____ DOCUMENT EXTRACT

Logic Study Note: propositional & FOL

The study note of Stanford CS221 course and some thoughts

Published in

Towards NeSy

9 min readSep 2, 2022

Introduction

The point of logic, from an AI perspective, is to be able to represent and reason with knowledge in the world. Given the progress of large neural network models in the recent decade, we are able to teach models to generate pictures based on vague instructions/write articles with a given prompt/or recognize an object, but these achievements, though groundbreaking, are not trustworthy. We need now more than ever to know an explainable and deterministic answer (YES/NO/NOT SURE) to massively deploy AI safely for the better productivity of the human race.

This is where logic kicks in and completes the puzzle of AI applications (in my opinion, and some influential researchers consider that logic has a fundamental impact on future AI advances). This blog borrows heavily from PPT used for Stanford CS221 course instructed by Percy Liang, check out the public video lectures here.

Logic as philosophical logic has a long history. Overall, only a small fraction of the discussion and study in that perspective has inspired logic in AI on a very high level (instead of detailed implementation), like, as described in Kant and AI, repurposing Kant’s a priori psychology as the architectural blue print for a machine learning system. Other than that, since researchers in the AI community emphasize more the theoretical analysis of algorithms and application-driven theories, we can focus merely on modeling knowledge using logical formulas and inference rules.

The discussion of this post is restricted to propositional logic and first-order logic only.

Ingredients of a Logic (for propositional logic)

Logic has its own language. As opposed to natural language (informal), it’s formal and thus reduces ambiguity.

Syntax

A set of valid formulas to define what are the grammatical expressions in this language.

Propositional symbols, like (A, B, C, …), are the smallest unit used in the logic paradigm. You can also use a word as a symbol such as RAIN to represent whether it is raining currently. Together with the logical connectives, they are by definition the only legal symbols. You can define any symbols for your own logic, such as 荆 (my surname) to replace ^ as the conjunction. Without semantics, symbols cannot be interpreted in natural language and thus means nothing.

Semantics

A set of models for each formula. Note that the “model” here refers to assignments or configurations (values) of the formulas instead of an inference structure with weights like in a neural network. We can say that semantics is about what the legal, based on syntax, expressions mean.

________

In the logic study note, which course's slides does the post draw heavily on, and who taught that course?

____ RAW RECORDS

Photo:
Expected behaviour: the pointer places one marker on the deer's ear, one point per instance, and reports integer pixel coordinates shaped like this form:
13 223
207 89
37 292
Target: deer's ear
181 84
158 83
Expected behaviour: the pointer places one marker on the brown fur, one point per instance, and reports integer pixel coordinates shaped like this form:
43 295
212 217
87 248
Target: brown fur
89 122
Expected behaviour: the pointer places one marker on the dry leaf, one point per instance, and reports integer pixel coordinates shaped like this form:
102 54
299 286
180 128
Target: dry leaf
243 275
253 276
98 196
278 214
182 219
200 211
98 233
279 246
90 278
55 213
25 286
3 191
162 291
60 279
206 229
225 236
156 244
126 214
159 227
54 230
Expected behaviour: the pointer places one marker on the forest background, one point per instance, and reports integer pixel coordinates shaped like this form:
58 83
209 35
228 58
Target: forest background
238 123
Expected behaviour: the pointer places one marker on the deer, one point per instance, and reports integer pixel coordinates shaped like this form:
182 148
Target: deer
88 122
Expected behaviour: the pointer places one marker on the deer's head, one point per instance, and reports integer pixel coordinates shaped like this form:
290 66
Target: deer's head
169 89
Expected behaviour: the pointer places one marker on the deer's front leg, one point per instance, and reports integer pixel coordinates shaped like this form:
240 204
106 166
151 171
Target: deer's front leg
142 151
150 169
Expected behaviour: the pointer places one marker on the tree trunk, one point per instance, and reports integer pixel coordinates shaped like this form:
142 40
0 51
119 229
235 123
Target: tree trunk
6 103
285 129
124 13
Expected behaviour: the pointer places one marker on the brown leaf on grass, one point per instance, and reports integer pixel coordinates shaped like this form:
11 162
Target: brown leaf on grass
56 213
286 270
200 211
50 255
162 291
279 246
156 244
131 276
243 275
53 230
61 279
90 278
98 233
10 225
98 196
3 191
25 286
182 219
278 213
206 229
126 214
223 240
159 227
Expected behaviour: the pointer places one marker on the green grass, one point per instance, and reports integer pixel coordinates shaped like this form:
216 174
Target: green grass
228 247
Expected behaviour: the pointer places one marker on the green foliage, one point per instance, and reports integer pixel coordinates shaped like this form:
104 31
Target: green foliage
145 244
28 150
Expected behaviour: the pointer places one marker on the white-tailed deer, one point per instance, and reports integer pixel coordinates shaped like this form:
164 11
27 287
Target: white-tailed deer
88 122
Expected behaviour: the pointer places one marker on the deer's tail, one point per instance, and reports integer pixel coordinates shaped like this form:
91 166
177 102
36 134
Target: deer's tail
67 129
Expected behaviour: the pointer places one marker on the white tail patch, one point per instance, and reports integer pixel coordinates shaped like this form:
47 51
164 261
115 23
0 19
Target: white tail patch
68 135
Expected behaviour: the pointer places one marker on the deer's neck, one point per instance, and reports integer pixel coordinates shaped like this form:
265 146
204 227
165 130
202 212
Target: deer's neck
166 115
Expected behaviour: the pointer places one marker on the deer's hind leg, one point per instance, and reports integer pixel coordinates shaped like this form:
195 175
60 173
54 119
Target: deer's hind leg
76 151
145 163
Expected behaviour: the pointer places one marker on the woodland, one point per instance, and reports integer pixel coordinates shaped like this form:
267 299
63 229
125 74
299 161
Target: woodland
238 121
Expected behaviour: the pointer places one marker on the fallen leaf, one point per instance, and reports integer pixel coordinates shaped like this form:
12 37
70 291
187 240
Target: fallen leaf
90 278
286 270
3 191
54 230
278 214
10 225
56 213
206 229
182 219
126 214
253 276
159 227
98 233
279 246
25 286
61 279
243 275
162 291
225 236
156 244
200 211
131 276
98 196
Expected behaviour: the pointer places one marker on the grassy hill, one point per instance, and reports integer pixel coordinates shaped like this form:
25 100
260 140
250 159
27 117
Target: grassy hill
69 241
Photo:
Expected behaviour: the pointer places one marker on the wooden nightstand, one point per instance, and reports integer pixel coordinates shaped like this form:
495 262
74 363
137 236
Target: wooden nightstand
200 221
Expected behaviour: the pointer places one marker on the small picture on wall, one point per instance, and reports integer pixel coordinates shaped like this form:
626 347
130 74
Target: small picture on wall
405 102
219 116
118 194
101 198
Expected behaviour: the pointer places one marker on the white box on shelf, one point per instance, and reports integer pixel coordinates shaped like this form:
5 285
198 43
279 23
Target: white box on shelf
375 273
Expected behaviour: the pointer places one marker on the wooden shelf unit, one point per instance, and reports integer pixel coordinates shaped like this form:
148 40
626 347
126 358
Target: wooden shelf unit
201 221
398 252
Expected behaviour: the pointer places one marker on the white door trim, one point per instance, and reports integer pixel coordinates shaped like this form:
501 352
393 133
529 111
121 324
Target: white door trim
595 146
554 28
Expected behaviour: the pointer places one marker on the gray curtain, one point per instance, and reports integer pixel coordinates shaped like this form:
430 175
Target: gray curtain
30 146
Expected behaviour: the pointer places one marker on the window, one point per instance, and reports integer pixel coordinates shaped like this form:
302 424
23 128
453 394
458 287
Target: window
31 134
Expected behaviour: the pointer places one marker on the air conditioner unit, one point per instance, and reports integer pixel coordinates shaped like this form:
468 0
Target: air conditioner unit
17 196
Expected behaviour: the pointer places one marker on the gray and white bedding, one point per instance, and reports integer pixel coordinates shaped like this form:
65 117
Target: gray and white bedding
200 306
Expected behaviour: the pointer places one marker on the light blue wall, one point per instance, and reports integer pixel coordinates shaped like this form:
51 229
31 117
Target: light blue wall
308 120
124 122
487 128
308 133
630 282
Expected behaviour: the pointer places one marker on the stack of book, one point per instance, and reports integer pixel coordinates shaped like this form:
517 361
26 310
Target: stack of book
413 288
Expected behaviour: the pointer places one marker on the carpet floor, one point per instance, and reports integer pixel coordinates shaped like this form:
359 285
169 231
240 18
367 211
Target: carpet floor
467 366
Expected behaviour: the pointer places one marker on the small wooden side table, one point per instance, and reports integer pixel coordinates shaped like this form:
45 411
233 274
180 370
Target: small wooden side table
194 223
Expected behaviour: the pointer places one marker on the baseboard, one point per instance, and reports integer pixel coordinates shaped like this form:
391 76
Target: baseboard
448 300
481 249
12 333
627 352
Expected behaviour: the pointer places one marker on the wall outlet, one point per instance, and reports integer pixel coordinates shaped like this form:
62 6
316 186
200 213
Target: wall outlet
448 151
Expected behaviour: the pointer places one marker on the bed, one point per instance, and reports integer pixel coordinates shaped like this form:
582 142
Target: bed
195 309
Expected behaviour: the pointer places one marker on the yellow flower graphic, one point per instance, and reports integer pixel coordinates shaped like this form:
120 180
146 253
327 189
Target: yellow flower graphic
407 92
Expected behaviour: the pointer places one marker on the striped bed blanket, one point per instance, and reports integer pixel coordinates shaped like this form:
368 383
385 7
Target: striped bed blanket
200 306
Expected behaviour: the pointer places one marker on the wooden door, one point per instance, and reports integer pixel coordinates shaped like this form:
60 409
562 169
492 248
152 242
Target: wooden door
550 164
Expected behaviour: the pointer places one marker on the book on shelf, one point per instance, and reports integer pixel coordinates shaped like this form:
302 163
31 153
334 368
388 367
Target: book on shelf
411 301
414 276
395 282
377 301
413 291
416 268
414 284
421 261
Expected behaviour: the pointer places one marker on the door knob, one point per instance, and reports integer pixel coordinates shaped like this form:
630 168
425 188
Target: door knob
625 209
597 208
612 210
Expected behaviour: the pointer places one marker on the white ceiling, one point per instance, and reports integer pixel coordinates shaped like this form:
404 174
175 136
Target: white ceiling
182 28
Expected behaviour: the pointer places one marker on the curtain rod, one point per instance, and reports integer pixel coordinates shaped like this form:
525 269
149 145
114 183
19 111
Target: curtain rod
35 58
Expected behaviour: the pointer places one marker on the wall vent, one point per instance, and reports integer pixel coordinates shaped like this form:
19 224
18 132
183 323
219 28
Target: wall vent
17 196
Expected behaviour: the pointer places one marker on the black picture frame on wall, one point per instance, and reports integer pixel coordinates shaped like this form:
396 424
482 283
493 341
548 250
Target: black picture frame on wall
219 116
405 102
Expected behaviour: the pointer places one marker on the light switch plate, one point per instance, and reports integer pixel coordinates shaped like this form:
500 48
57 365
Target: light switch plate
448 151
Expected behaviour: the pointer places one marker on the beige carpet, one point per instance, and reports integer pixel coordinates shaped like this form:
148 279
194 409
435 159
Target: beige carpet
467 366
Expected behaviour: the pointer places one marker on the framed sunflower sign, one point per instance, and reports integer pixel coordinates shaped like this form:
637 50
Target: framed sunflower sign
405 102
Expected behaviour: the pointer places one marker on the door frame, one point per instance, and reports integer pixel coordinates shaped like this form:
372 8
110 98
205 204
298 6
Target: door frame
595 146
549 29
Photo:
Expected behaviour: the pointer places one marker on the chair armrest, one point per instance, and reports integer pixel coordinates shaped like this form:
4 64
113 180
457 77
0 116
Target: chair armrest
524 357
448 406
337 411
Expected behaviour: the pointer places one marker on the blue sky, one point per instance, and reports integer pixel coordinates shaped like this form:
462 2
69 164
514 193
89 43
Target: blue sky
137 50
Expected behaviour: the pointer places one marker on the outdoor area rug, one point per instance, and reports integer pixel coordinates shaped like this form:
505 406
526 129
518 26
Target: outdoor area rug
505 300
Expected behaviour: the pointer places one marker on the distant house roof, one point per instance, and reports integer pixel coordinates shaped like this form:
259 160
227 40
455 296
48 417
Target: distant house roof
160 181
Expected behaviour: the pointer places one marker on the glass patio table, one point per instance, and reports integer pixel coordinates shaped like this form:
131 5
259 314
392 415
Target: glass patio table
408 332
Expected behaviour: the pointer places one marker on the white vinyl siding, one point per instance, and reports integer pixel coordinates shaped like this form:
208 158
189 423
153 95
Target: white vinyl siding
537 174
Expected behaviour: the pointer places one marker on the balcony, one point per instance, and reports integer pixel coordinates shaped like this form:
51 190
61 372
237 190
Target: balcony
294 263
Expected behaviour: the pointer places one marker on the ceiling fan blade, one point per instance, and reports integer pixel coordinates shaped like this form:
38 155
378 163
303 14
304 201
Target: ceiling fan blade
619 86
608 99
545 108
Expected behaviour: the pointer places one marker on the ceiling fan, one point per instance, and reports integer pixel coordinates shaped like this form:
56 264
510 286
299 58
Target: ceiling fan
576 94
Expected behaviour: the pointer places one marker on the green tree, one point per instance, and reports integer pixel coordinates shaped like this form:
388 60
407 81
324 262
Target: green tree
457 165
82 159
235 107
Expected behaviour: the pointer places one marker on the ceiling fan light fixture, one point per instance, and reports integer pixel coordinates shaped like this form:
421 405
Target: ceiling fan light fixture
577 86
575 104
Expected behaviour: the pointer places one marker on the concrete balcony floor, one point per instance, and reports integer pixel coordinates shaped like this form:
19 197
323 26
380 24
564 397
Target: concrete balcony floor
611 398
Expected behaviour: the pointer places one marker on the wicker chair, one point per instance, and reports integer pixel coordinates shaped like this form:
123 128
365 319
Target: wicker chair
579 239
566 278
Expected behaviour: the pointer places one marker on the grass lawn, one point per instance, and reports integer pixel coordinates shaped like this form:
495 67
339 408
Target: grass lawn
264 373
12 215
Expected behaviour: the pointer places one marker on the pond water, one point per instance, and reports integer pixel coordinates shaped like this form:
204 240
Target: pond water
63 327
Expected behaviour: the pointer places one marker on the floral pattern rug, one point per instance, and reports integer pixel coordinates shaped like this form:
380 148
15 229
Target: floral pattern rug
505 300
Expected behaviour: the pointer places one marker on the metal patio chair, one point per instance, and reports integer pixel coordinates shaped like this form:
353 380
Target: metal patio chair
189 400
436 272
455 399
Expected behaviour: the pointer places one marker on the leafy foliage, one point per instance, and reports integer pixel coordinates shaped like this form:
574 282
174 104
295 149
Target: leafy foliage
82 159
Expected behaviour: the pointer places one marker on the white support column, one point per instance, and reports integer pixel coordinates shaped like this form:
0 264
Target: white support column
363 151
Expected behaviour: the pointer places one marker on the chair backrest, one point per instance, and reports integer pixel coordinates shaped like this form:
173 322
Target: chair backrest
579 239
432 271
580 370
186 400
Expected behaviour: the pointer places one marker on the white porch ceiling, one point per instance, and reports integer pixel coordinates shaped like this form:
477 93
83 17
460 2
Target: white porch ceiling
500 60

________

* _CORRECT RESULT_:
Stanford CS221, taught by Percy Liang.